Copy out, exactly, the first line of the entries below and every line after it through the one containing "in water and return the coordinates.".

+--

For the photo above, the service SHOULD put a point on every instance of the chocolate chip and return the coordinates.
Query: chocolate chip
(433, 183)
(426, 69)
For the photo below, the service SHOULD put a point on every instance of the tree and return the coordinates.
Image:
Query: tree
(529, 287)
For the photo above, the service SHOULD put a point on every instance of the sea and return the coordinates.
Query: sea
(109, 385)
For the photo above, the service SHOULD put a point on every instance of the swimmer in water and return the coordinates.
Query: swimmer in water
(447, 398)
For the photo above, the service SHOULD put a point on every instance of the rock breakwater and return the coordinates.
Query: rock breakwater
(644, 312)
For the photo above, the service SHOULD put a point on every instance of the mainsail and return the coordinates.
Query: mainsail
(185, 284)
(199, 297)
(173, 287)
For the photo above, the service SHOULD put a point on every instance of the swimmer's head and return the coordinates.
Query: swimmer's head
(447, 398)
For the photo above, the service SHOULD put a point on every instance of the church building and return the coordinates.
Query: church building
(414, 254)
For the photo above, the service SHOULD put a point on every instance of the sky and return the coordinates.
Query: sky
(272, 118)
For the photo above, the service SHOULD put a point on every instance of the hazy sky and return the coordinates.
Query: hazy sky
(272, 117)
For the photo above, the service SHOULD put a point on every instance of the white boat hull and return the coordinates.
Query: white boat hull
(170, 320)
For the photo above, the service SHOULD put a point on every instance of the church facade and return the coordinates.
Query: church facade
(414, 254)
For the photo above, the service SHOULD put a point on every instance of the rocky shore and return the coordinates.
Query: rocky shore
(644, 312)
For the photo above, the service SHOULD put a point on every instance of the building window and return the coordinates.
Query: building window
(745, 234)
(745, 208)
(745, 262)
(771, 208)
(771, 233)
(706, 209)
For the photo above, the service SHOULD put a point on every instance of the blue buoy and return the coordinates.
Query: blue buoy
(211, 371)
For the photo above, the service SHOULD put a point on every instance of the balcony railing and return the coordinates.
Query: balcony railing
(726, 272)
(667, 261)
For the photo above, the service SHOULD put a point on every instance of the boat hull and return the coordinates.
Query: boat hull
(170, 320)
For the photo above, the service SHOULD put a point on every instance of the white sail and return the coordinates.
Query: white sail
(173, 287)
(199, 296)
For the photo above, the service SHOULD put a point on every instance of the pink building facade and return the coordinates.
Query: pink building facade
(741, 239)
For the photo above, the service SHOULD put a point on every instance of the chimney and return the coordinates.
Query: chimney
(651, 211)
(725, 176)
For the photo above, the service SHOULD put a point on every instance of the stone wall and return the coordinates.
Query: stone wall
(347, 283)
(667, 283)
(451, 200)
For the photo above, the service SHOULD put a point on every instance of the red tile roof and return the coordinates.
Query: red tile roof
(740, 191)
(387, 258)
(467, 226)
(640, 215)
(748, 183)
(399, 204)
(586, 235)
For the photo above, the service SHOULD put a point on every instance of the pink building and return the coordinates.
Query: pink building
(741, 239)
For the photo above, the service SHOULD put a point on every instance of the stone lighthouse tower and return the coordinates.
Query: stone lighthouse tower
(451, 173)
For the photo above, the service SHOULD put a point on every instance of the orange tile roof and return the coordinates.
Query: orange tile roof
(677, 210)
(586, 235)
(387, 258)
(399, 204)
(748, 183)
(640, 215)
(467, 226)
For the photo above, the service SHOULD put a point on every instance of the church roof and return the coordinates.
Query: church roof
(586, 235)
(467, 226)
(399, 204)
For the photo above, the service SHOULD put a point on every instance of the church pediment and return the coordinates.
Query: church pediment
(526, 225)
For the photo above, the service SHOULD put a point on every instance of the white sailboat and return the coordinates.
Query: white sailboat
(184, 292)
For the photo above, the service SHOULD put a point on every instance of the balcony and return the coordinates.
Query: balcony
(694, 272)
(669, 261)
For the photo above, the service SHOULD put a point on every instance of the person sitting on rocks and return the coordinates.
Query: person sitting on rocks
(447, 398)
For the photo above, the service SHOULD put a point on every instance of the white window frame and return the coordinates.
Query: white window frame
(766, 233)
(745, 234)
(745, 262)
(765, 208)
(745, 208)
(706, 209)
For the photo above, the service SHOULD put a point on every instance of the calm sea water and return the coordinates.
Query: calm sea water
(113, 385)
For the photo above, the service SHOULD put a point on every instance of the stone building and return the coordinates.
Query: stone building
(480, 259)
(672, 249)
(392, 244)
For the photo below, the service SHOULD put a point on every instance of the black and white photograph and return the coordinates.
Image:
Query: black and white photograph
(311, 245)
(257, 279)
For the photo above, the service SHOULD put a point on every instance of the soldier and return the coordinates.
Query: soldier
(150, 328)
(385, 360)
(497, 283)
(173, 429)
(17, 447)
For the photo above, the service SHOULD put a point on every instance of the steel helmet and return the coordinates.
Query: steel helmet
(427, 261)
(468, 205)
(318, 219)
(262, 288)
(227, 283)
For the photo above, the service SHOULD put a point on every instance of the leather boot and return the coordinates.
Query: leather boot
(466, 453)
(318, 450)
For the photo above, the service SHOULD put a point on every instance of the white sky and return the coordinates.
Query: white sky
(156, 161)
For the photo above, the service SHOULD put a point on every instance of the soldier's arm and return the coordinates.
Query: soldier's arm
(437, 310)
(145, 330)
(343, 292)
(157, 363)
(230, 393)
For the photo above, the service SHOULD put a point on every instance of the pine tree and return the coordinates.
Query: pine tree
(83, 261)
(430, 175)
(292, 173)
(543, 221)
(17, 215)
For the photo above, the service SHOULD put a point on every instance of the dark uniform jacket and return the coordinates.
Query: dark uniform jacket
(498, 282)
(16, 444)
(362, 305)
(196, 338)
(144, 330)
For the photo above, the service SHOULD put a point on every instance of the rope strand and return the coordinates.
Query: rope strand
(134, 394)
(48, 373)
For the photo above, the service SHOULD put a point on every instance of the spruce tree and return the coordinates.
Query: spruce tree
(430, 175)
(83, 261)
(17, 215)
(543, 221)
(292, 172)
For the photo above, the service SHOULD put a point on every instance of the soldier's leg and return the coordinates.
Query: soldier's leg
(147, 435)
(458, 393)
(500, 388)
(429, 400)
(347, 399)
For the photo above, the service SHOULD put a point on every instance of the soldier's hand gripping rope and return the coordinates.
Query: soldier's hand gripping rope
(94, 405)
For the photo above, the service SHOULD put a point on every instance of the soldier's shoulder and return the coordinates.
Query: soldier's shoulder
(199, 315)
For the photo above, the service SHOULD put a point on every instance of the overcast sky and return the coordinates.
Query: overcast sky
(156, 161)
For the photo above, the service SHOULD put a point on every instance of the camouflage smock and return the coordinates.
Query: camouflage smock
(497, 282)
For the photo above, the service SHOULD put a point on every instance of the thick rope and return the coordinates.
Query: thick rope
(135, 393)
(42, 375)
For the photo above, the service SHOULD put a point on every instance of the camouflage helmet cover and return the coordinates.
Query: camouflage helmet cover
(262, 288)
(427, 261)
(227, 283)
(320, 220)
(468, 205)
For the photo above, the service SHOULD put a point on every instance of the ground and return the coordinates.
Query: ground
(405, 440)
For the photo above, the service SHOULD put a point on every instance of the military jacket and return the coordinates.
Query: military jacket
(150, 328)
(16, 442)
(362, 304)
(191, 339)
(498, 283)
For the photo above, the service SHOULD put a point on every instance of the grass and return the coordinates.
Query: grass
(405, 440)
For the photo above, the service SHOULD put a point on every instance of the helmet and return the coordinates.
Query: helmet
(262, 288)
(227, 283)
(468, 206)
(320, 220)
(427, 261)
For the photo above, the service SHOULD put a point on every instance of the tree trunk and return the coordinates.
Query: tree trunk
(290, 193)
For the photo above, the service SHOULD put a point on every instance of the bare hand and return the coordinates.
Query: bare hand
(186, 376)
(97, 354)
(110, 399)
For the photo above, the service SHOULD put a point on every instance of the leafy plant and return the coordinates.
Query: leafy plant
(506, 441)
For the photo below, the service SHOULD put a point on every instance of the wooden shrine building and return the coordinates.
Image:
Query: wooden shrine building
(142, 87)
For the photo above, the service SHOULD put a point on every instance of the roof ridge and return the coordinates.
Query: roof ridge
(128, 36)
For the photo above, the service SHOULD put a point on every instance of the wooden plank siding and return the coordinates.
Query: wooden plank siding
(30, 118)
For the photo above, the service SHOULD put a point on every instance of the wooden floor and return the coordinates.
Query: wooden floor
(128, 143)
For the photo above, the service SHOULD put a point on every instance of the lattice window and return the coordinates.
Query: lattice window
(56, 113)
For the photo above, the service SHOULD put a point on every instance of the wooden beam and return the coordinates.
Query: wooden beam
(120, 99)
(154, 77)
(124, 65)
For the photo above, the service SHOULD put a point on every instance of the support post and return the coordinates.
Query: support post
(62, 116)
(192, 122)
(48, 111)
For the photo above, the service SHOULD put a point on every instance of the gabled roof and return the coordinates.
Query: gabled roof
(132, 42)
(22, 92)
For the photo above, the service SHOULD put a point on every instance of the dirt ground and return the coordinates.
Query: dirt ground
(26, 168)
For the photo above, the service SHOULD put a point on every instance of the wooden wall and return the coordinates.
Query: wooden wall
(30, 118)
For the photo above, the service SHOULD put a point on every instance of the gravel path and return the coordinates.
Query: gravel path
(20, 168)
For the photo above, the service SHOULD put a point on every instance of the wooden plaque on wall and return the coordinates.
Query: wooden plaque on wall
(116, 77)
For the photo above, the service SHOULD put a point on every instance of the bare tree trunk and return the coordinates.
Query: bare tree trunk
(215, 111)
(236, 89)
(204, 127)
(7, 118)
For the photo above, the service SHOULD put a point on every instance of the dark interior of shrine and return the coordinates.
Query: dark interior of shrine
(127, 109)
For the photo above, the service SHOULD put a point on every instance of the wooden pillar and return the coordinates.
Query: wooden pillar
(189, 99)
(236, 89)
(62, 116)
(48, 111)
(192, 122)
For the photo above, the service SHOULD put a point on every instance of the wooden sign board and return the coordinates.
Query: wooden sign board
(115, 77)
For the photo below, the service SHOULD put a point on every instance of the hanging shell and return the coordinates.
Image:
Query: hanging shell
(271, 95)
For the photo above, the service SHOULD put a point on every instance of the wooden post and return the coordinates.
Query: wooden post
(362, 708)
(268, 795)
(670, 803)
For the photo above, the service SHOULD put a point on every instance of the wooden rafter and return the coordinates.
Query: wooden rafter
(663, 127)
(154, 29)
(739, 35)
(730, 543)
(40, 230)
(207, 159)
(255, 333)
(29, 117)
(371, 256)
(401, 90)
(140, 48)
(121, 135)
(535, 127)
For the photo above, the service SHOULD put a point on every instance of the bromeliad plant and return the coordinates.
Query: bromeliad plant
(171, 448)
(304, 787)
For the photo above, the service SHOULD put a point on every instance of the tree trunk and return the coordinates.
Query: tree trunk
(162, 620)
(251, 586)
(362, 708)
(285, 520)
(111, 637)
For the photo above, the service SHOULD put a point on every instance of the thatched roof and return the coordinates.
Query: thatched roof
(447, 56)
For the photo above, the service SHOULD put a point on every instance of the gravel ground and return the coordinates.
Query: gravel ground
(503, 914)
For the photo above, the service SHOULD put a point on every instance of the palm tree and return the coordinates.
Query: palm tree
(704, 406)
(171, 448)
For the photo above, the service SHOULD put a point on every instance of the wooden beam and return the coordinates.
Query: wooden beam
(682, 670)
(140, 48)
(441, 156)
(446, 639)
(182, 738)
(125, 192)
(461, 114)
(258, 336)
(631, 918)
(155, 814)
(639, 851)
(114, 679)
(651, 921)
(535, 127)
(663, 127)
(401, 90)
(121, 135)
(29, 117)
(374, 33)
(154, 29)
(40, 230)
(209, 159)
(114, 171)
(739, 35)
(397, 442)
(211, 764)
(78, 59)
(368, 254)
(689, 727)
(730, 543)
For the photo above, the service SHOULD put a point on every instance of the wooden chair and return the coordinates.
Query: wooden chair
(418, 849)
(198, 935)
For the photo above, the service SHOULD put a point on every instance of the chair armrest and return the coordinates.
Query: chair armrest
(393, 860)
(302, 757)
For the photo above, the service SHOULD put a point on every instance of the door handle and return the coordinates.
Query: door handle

+--

ANSWER SPACE
For the photo above, the service SHOULD put a point on every instance of the chocolate chip and return the coordinates.
Query: chocolate chip
(433, 183)
(426, 69)
For the photo below, the service SHOULD put a point on every instance of the tree and return the coordinates.
Image:
Query: tree
(529, 287)
For the photo above, the service SHOULD put a point on every instance of the sea and return the coordinates.
Query: sea
(109, 385)
For the photo above, the service SHOULD put a point on every instance of the swimmer in water and return the coordinates.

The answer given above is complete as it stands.